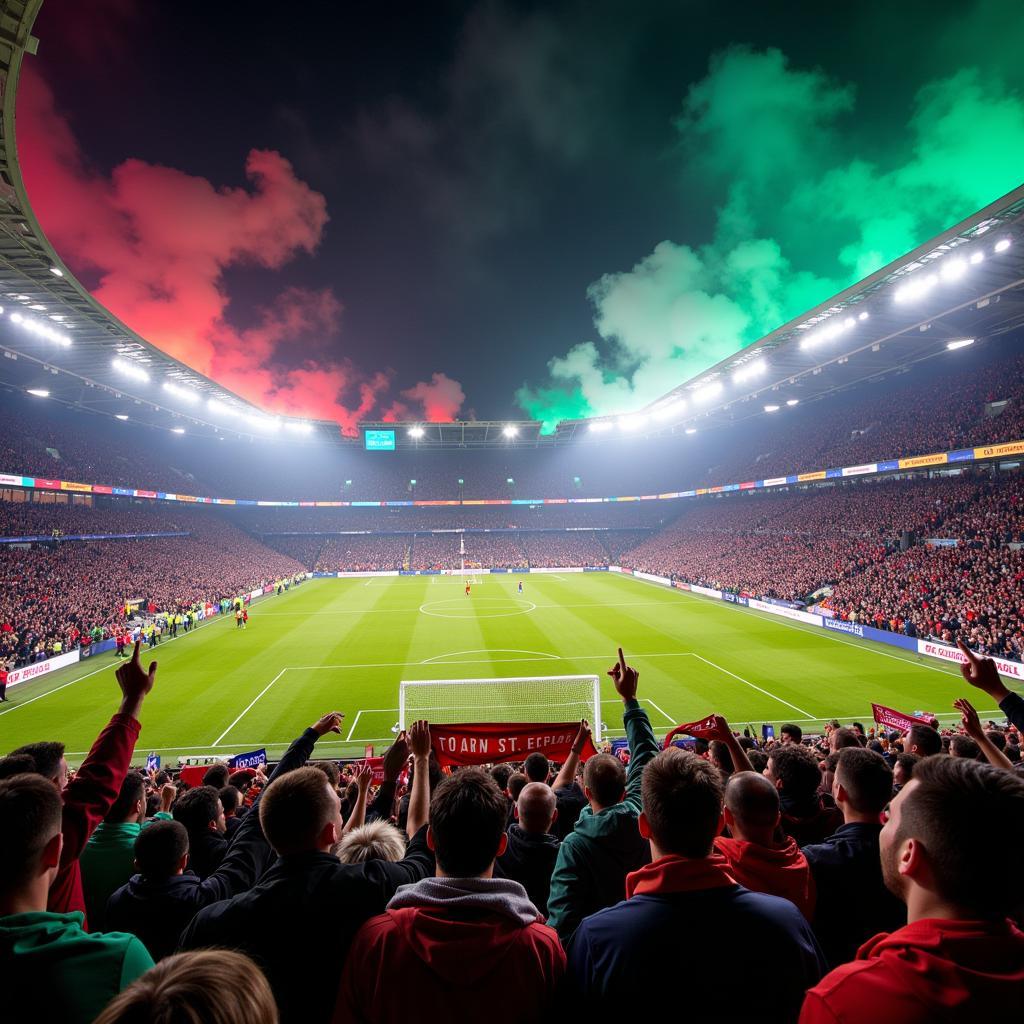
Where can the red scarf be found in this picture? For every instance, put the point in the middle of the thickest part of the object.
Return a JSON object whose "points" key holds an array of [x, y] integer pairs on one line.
{"points": [[679, 875]]}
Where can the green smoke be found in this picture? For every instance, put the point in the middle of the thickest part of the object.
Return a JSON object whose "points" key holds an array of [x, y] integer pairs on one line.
{"points": [[805, 207]]}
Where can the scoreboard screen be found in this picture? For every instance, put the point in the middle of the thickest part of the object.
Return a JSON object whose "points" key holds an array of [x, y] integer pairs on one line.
{"points": [[378, 440]]}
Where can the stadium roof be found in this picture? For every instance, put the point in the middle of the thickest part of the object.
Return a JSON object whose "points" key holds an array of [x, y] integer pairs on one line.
{"points": [[968, 283]]}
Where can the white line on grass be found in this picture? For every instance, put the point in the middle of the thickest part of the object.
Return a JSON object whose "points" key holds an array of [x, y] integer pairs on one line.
{"points": [[354, 723], [753, 686], [243, 715]]}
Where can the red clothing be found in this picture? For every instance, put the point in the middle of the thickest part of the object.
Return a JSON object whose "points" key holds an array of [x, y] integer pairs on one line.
{"points": [[435, 964], [87, 798], [929, 971], [779, 872]]}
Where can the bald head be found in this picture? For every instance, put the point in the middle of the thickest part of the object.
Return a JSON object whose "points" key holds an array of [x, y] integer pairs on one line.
{"points": [[753, 806], [536, 807]]}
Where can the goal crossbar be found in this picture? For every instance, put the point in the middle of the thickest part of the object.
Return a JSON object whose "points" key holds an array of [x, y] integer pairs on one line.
{"points": [[502, 698]]}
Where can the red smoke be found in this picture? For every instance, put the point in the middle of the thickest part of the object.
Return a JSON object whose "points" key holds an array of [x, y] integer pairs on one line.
{"points": [[155, 243]]}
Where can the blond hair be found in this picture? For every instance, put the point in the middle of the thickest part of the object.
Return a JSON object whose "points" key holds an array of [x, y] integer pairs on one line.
{"points": [[377, 841], [208, 986]]}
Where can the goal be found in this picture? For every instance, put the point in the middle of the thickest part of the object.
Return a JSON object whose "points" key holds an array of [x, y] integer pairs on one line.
{"points": [[519, 698]]}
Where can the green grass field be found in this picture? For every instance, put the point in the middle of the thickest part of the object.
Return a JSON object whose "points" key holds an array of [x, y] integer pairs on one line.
{"points": [[345, 644]]}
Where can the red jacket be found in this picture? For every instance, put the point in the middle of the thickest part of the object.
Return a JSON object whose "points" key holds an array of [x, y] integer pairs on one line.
{"points": [[779, 872], [87, 798], [440, 964], [929, 971]]}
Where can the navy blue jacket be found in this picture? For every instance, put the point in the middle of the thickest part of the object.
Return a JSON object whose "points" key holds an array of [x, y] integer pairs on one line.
{"points": [[158, 910], [734, 953], [853, 903]]}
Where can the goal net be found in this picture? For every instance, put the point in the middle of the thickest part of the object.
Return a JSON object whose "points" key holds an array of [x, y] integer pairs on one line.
{"points": [[520, 698]]}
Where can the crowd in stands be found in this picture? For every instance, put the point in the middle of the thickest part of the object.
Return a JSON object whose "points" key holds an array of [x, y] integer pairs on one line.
{"points": [[52, 595], [934, 408], [845, 878]]}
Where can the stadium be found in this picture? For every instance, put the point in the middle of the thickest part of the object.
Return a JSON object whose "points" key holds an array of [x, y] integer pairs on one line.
{"points": [[811, 550]]}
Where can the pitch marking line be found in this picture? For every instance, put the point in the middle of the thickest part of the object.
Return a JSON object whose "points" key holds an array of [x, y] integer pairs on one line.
{"points": [[753, 686], [250, 706]]}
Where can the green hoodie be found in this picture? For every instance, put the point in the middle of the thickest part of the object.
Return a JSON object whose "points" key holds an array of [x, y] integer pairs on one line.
{"points": [[54, 970], [108, 862], [603, 848]]}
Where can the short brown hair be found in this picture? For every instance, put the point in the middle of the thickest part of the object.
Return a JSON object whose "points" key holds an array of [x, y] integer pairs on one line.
{"points": [[682, 801], [30, 817], [969, 817], [216, 986], [866, 778], [295, 809], [605, 777], [468, 813]]}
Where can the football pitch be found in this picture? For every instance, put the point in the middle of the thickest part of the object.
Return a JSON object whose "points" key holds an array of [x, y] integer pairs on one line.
{"points": [[345, 644]]}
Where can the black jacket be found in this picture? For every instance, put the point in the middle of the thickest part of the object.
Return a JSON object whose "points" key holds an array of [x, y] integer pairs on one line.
{"points": [[299, 922], [853, 903], [158, 910], [529, 859]]}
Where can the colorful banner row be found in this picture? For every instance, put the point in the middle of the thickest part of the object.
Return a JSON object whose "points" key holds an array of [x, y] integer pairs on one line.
{"points": [[867, 469]]}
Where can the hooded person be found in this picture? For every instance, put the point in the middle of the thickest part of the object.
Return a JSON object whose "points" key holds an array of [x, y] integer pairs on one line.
{"points": [[755, 856], [531, 848], [950, 851], [461, 939]]}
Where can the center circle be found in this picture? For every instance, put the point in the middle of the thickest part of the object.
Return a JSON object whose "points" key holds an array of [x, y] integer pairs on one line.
{"points": [[457, 603]]}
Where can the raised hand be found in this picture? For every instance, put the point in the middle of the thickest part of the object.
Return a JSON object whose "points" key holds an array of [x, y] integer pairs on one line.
{"points": [[419, 739], [969, 718], [135, 682], [625, 678], [331, 722], [981, 672], [395, 757]]}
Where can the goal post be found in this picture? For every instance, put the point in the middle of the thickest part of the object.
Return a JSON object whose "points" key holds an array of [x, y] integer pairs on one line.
{"points": [[517, 698]]}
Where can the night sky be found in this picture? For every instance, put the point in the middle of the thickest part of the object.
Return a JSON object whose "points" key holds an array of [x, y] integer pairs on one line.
{"points": [[491, 210]]}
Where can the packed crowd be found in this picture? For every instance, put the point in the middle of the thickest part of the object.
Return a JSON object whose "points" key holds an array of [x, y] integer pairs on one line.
{"points": [[937, 408], [51, 596], [862, 877]]}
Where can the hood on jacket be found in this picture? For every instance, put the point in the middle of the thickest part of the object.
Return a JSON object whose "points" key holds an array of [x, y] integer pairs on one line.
{"points": [[460, 927], [978, 956]]}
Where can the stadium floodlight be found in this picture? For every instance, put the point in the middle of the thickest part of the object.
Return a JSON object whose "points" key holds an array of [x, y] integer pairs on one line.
{"points": [[130, 370], [708, 392], [632, 422], [749, 372], [522, 698], [184, 393]]}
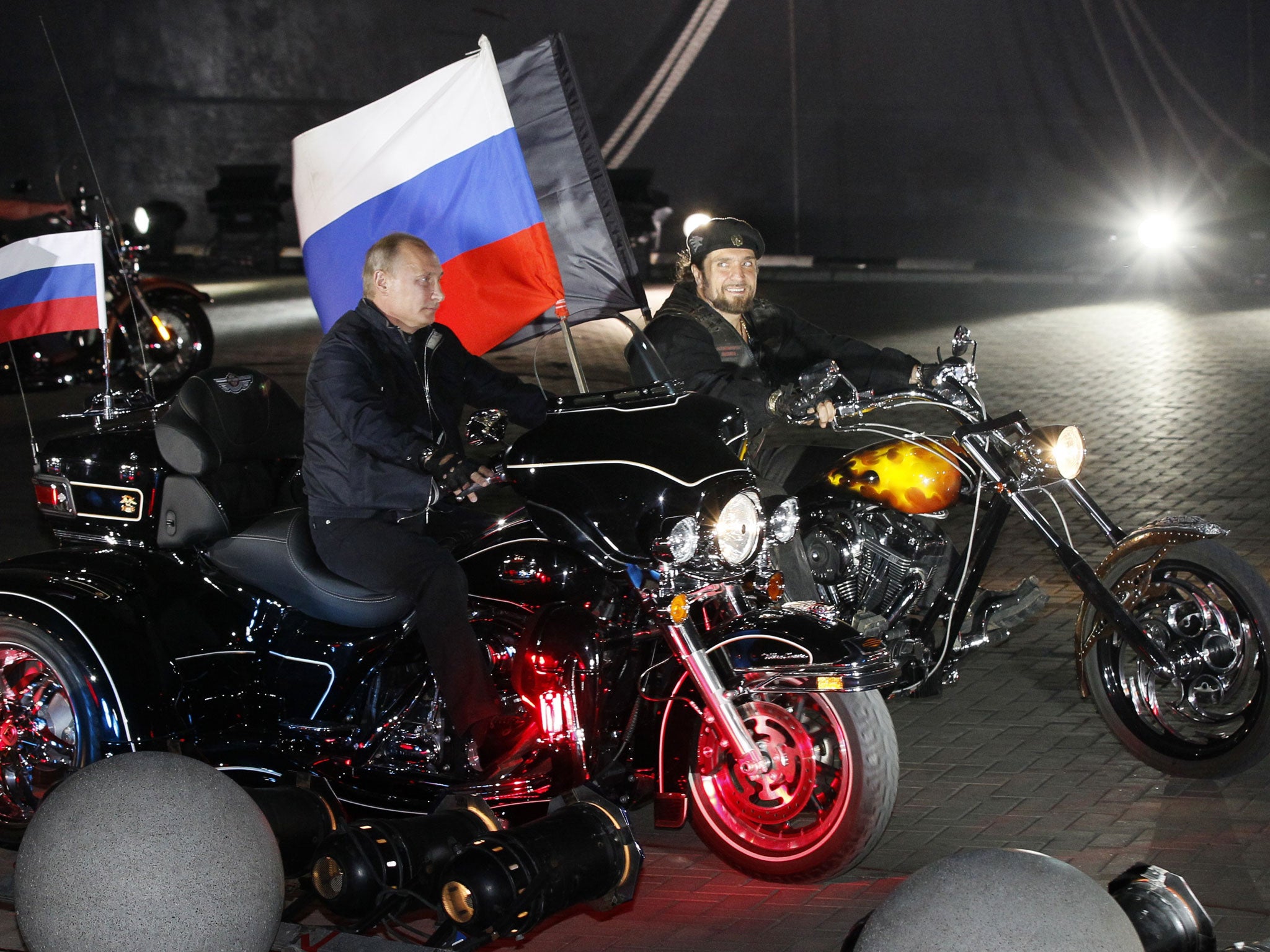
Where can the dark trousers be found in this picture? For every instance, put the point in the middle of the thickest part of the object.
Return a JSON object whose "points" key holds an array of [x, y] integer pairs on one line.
{"points": [[406, 559]]}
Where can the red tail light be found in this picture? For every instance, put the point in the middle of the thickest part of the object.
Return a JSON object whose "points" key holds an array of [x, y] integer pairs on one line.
{"points": [[551, 712]]}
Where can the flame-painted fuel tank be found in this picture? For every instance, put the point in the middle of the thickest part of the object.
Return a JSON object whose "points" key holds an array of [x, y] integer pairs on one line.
{"points": [[898, 474]]}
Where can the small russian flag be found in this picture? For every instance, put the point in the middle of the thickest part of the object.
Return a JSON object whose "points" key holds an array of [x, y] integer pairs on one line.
{"points": [[52, 283], [438, 159]]}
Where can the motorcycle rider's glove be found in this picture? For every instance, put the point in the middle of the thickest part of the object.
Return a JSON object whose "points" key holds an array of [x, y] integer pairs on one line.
{"points": [[453, 471], [789, 404]]}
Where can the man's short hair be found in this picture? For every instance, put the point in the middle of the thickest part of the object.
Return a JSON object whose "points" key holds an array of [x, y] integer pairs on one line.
{"points": [[383, 255]]}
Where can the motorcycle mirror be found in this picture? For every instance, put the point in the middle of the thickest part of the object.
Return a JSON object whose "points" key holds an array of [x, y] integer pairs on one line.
{"points": [[487, 427]]}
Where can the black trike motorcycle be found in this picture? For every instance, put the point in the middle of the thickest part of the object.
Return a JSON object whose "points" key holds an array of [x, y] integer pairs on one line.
{"points": [[630, 609]]}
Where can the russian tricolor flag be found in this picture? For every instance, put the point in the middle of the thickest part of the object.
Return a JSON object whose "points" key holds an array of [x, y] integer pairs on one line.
{"points": [[52, 283], [438, 159]]}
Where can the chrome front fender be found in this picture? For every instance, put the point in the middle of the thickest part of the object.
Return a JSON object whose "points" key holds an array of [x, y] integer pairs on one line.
{"points": [[1160, 535], [803, 640]]}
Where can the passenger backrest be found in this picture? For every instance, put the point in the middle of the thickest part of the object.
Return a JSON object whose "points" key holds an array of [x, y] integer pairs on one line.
{"points": [[225, 433]]}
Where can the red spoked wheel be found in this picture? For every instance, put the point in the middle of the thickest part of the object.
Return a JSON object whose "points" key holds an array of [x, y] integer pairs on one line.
{"points": [[47, 721], [825, 801]]}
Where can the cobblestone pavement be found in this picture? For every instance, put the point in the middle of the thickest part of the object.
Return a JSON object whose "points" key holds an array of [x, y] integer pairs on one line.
{"points": [[1171, 395]]}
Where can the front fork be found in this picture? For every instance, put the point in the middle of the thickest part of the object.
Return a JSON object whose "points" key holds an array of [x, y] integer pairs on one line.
{"points": [[686, 644], [1080, 571]]}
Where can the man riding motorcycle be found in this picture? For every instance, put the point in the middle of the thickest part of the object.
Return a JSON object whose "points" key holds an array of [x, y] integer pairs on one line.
{"points": [[384, 466], [718, 337]]}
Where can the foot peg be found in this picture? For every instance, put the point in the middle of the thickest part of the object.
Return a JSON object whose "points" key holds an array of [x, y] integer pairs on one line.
{"points": [[995, 616]]}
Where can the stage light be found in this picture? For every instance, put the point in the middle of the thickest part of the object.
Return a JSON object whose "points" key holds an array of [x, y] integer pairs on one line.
{"points": [[507, 883], [695, 221], [1158, 231], [365, 868]]}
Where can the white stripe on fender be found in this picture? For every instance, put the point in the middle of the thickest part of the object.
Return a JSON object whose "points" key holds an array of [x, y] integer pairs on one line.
{"points": [[624, 462]]}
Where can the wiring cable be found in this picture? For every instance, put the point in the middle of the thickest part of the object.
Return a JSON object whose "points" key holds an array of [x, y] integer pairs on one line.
{"points": [[1126, 108], [1222, 125], [1174, 118], [689, 55]]}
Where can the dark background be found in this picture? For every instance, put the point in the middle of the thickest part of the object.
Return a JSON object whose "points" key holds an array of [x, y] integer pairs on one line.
{"points": [[964, 128]]}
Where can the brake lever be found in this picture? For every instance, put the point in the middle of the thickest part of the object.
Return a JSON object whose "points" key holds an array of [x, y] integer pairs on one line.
{"points": [[474, 489]]}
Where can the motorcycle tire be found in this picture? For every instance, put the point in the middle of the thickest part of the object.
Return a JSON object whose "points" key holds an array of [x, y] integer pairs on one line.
{"points": [[1212, 610], [825, 805], [169, 361], [48, 724]]}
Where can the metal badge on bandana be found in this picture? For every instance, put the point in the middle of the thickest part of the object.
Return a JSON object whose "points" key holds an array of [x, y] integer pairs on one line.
{"points": [[234, 382]]}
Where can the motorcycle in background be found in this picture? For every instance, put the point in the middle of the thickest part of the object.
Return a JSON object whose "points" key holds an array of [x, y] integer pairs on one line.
{"points": [[156, 327], [1171, 633]]}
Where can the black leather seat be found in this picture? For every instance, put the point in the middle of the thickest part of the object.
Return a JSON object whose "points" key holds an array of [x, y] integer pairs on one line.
{"points": [[277, 555], [234, 439]]}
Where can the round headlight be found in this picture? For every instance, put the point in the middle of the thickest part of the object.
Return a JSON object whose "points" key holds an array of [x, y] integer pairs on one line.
{"points": [[1068, 452], [682, 541], [738, 528], [783, 523], [1053, 454]]}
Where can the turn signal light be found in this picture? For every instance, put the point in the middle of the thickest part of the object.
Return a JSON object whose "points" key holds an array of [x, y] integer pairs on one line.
{"points": [[678, 609], [162, 328]]}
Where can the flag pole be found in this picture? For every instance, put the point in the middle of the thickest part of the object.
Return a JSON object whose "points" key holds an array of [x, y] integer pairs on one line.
{"points": [[563, 314], [107, 400], [25, 410]]}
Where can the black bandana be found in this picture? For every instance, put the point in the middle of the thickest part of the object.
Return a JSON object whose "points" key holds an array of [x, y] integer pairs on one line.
{"points": [[723, 232]]}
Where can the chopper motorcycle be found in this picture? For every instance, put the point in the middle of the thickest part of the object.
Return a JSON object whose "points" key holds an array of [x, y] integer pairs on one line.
{"points": [[626, 610], [156, 327], [1171, 633]]}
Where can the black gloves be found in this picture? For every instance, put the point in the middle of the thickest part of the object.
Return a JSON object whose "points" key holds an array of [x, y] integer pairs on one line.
{"points": [[453, 472]]}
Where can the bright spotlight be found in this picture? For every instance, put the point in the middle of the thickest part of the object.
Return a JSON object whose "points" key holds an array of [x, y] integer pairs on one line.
{"points": [[695, 221], [1158, 231]]}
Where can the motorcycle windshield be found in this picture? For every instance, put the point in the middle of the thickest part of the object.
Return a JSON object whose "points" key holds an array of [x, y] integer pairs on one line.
{"points": [[626, 455]]}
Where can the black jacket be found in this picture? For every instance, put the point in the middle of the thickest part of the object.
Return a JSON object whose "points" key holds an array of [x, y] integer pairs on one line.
{"points": [[781, 346], [368, 423]]}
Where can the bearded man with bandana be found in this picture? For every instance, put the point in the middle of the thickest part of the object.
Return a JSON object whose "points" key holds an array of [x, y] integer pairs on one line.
{"points": [[721, 339], [717, 337]]}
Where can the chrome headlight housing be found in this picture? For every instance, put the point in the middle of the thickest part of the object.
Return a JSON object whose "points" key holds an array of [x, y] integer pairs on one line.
{"points": [[738, 530], [681, 541], [1053, 454], [783, 523]]}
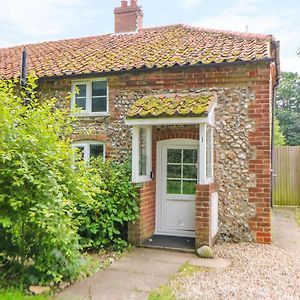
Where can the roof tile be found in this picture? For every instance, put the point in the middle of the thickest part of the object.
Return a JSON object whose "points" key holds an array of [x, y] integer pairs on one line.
{"points": [[149, 48], [172, 105]]}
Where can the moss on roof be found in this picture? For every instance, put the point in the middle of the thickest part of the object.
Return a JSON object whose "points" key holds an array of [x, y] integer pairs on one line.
{"points": [[171, 106]]}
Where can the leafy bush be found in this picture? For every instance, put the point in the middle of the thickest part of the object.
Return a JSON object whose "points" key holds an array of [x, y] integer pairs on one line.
{"points": [[113, 203], [17, 295], [38, 187]]}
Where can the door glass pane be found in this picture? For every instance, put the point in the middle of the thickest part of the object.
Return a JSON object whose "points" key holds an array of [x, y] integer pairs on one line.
{"points": [[189, 187], [209, 157], [190, 156], [99, 104], [181, 171], [142, 152], [174, 155], [174, 171], [174, 187], [80, 152], [190, 171], [96, 150], [81, 88], [99, 88]]}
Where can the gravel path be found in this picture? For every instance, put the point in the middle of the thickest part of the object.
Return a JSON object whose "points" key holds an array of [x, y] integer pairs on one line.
{"points": [[257, 272]]}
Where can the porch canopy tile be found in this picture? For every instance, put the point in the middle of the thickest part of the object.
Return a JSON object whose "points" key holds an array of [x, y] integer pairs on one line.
{"points": [[172, 105]]}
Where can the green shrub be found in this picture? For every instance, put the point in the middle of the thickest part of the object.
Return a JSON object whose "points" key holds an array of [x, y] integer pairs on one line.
{"points": [[38, 186], [113, 203], [17, 295]]}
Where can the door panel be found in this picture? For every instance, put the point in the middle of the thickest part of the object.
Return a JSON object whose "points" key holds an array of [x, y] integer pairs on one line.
{"points": [[178, 178]]}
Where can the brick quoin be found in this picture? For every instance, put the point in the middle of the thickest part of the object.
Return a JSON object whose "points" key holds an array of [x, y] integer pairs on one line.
{"points": [[202, 214]]}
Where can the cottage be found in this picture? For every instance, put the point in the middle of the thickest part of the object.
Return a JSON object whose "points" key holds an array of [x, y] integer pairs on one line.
{"points": [[191, 107]]}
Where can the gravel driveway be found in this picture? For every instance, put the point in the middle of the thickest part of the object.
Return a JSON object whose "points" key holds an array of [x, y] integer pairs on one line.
_____
SHORT EXERCISE> Lay out the rows as a numbered list, starting with the line that contains "Where can the cottage" and continuing through the last line of the rows, leaving out any blank lines.

ANSWER>
1. Where can the cottage be found in this picture? For every instance, put the point in the middle of the thickest part of the object.
2. Return a JSON object whose "points" key holds an array of [x, y] integer pairs on one line.
3. {"points": [[191, 107]]}
4. Where can the gravel driveway be found in this picture? For every instance, put the point in the middle of the thickest part of the object.
5. Return a JSON object whose "points" key holds an array of [x, y] integer pairs on one line.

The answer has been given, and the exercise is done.